**DO THIS**
Show every line below that contains the word "sand", copying each in full.
============================================================
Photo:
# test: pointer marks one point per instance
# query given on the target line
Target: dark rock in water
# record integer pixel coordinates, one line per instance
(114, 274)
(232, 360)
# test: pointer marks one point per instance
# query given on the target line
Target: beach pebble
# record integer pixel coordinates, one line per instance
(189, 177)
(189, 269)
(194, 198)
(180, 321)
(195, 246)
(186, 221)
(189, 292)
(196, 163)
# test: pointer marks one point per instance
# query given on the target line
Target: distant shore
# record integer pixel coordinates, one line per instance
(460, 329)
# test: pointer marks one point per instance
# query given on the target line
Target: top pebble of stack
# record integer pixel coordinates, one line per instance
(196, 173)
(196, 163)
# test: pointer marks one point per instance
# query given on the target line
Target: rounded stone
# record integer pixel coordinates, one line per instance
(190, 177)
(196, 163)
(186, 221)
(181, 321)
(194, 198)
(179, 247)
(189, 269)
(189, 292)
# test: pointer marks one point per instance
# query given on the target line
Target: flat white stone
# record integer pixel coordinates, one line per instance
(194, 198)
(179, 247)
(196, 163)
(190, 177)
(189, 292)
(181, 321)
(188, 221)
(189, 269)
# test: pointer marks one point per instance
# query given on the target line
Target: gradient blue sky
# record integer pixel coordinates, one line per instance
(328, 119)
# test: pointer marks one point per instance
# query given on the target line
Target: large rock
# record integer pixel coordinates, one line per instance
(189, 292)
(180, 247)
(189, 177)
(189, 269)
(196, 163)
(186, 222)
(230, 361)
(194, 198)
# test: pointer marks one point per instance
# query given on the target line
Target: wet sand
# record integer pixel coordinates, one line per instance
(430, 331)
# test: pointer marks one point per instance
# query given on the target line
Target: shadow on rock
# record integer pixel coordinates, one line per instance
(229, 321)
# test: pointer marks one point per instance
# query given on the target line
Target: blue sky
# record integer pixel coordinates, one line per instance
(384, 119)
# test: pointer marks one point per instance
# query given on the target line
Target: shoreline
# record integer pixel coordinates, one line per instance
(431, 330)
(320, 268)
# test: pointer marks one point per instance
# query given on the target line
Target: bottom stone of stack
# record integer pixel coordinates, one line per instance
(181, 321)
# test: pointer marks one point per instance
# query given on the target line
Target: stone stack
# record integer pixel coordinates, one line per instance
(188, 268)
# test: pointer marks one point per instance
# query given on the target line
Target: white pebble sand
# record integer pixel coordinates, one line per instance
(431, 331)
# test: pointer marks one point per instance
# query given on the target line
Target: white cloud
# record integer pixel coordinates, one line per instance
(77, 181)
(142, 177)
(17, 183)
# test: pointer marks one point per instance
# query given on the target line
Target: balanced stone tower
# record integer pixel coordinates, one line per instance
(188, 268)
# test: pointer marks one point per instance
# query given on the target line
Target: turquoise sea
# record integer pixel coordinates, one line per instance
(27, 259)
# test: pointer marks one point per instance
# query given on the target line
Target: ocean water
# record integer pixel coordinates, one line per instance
============================================================
**CORRECT RESULT**
Target: wet sand
Target: white pebble sand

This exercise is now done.